:: Exercise details ::
Only the lines from the one with "Point out the white yard" through the end of the material, both ends included, should be retyped exactly.

######

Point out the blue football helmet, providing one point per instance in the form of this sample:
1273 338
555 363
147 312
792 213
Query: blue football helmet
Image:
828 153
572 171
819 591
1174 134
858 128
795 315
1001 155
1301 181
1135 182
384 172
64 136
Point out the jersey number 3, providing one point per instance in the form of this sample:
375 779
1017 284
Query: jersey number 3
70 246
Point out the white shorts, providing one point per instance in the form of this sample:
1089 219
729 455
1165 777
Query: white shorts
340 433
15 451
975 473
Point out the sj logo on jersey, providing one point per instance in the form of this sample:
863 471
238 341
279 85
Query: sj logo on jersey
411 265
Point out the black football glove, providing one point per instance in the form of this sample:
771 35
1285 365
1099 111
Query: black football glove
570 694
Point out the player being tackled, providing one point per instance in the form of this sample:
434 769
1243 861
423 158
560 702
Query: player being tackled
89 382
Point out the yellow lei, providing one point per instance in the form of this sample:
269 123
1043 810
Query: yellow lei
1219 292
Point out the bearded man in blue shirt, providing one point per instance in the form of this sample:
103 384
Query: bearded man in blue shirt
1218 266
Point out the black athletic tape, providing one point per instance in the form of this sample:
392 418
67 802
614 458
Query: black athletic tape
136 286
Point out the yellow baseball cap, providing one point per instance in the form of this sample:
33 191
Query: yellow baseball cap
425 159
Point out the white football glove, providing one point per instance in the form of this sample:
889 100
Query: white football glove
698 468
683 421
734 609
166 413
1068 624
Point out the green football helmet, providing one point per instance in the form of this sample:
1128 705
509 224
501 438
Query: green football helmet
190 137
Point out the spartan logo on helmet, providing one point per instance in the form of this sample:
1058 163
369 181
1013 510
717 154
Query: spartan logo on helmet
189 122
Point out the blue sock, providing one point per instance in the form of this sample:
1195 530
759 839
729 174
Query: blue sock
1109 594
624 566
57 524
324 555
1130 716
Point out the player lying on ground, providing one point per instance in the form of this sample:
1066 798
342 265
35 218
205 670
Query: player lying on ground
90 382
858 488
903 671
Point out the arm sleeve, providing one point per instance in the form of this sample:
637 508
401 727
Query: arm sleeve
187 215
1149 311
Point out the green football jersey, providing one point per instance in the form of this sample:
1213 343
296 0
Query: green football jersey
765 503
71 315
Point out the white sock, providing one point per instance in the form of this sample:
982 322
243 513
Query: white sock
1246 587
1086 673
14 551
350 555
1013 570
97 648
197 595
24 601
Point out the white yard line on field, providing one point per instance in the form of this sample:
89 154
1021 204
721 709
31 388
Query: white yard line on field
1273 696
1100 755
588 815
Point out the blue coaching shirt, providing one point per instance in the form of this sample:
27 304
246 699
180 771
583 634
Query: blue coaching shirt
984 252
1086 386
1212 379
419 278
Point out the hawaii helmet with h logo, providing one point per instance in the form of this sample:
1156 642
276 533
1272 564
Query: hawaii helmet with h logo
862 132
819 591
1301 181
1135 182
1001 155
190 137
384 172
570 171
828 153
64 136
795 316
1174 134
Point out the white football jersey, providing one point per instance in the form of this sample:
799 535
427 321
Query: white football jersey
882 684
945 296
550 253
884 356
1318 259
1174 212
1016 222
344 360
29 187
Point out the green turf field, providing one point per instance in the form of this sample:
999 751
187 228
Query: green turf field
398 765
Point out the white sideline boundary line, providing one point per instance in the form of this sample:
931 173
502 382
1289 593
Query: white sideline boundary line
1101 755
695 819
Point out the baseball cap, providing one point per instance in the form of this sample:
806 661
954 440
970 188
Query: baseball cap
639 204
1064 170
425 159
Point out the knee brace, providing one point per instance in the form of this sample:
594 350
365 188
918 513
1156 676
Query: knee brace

######

:: Answer ::
Point out the white yard line on field, providing one point per instance in the form of this sample:
89 154
1021 204
721 709
31 388
Query: white yard line on field
1273 696
1100 755
588 815
Point out the blue coaching shirt, providing one point per instance in the form of this sample:
27 304
246 699
180 771
583 634
Query: blue coaching shirt
984 252
1086 386
1212 379
419 278
Point out the hawaii helmet with h logo, providing one point per instance in the form of this sample:
1156 642
276 533
1272 564
Query: hawaii helmet with h logo
862 132
819 591
1301 181
1135 182
1001 155
190 137
384 172
570 171
828 153
64 136
795 316
1174 134
Point out the white football jersey, providing one point per instance in the form of this sample:
799 535
427 321
Query: white football jersey
882 684
945 296
550 253
884 356
1318 259
1174 212
1016 222
344 360
29 187
Point out the green turf field, providing one point per instance in the form of this sample:
999 751
187 228
Query: green turf field
398 765
Point out the white sideline boundary line, providing one point per instance in the form of this sample:
931 173
502 382
1289 593
Query: white sideline boundary line
1101 755
695 819
Point out the baseball cap, providing one point per instance in the form of this sample:
806 661
954 440
970 188
Query: baseball cap
639 204
1064 170
425 159
Point out the knee brace, providing one point per instance in the form of this sample:
594 350
365 188
918 513
1156 676
Query: knee brace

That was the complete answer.